### Elenco delle consegne
**a)** Restituisci, parola per parola, la porzione dell'estratto sull'Ilva che comincia dalle parole "Giunti in massa" e termina dopo le parole "l’approccio alla questione-acciaio.".
**b)** Riprendi l'estratto sull'Ilva e proseguilo dopo la sua ultima frase.

### Estratto del testo
Giunti in massa in Parlamento - eleggendo cinque parlamentari, anche se due nel frattempo hanno cambiato casacca - con la promessa di chiudere l’Ilva, poi derubricata in promessa di chiudere almeno le fonti inquinanti, i rappresentanti del Movimento 5 Stelle sembrano aver fallito l’approccio alla questione-acciaio.
Non solo nei corridoi del ministero dell’Ambiente, pur solcati da ormai oltre due anni dal ministro grillino Sergio Costa, si sono perse le tracce della valutazione di impatto sanitario, ma anche all’appuntamento per molti versi storico del ritorno dello Stato nella proprietà dell’Ilva, a 25 anni dalla vendita del complesso aziendale alla famiglia Riva, il partito già di lotta e ora di governo, non è stato in grado di proporre a Taranto, ai suoi cittadini e alla Puglia intera una soluzione in linea con la giusta transizione auspicata da Bruxelles, un modello produttivo innovativo, meno ancorato al carbone, facendosi scavalcare a sinistra dal presidente Michele Emiliano, paladino della decarbonizzazione tout court, e dal sindaco Rinaldo Melucci, ormai proteso verso la chiusura dell’area a caldo.

[Voci di annotazione delle regioni]
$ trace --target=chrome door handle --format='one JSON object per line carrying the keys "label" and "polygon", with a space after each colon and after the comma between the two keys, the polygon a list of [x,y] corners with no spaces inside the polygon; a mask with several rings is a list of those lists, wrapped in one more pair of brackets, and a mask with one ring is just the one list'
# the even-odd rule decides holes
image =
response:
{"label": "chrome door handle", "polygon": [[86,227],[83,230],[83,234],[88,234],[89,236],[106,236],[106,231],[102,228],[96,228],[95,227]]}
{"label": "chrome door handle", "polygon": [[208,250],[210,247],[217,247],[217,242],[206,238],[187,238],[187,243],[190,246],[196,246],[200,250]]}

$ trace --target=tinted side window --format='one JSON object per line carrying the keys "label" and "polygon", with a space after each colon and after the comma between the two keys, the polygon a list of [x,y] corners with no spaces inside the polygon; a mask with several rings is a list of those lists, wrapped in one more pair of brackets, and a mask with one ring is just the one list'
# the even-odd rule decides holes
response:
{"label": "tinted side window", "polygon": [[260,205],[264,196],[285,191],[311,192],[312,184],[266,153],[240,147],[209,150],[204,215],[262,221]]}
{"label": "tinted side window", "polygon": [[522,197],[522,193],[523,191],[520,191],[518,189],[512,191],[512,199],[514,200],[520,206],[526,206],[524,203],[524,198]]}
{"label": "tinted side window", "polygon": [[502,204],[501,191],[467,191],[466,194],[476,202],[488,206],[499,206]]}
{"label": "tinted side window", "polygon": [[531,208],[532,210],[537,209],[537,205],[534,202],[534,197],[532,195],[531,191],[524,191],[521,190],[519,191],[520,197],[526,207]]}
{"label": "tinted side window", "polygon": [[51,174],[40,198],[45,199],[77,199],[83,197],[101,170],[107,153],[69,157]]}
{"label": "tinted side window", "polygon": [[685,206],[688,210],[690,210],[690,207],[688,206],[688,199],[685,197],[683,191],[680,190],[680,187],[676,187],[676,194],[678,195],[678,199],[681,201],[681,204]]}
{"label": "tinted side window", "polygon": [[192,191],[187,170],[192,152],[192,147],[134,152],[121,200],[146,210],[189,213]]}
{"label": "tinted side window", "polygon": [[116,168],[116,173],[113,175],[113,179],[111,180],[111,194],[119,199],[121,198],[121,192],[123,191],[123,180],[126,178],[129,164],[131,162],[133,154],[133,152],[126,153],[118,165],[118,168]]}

### Risposte in ordine
**a)**
Giunti in massa in Parlamento - eleggendo cinque parlamentari, anche se due nel frattempo hanno cambiato casacca - con la promessa di chiudere l’Ilva, poi derubricata in promessa di chiudere almeno le fonti inquinanti, i rappresentanti del Movimento 5 Stelle sembrano aver fallito l’approccio alla questione-acciaio.

**b)**
Nell’ordinare il sequestro del siderurgico e l’arresto di proprietari e dirigenti, nel luglio del 2012 il gip Patrizia Todisco scrisse: «La grave ed attualissima situazione di emergenza ambientale e sanitaria, imputabile alle emissioni inquinanti, convogliate, diffuse e fuggitive dell’Ilva, impone l’immediata adozione – a doverosa tutela di beni di rango costituzionale che non ammettono contemperamenti, compromessi o compressioni di sorta quali la salute e la vita umana – del sequestro preventivo dei predetti impianti funzionale alla interruzione delle attività inquinanti. Ciò, affinché – considerate le inequivocabili e cogenti indicazioni affidate alla valutazione dell’Autorità Giudiziaria dalle perizie espletate e dagli ulteriori accertamenti svolti nel corso delle indagini – non un altro bambino, non un altro abitante di questa sfortunata città, non un altro lavoratore dell’Ilva, abbia ancora ad ammalarsi o a morire o ad essere comunque esposto a tali pericoli, a causa delle emissioni tossiche del siderurgico».
Otto anni che sembrano passati invano.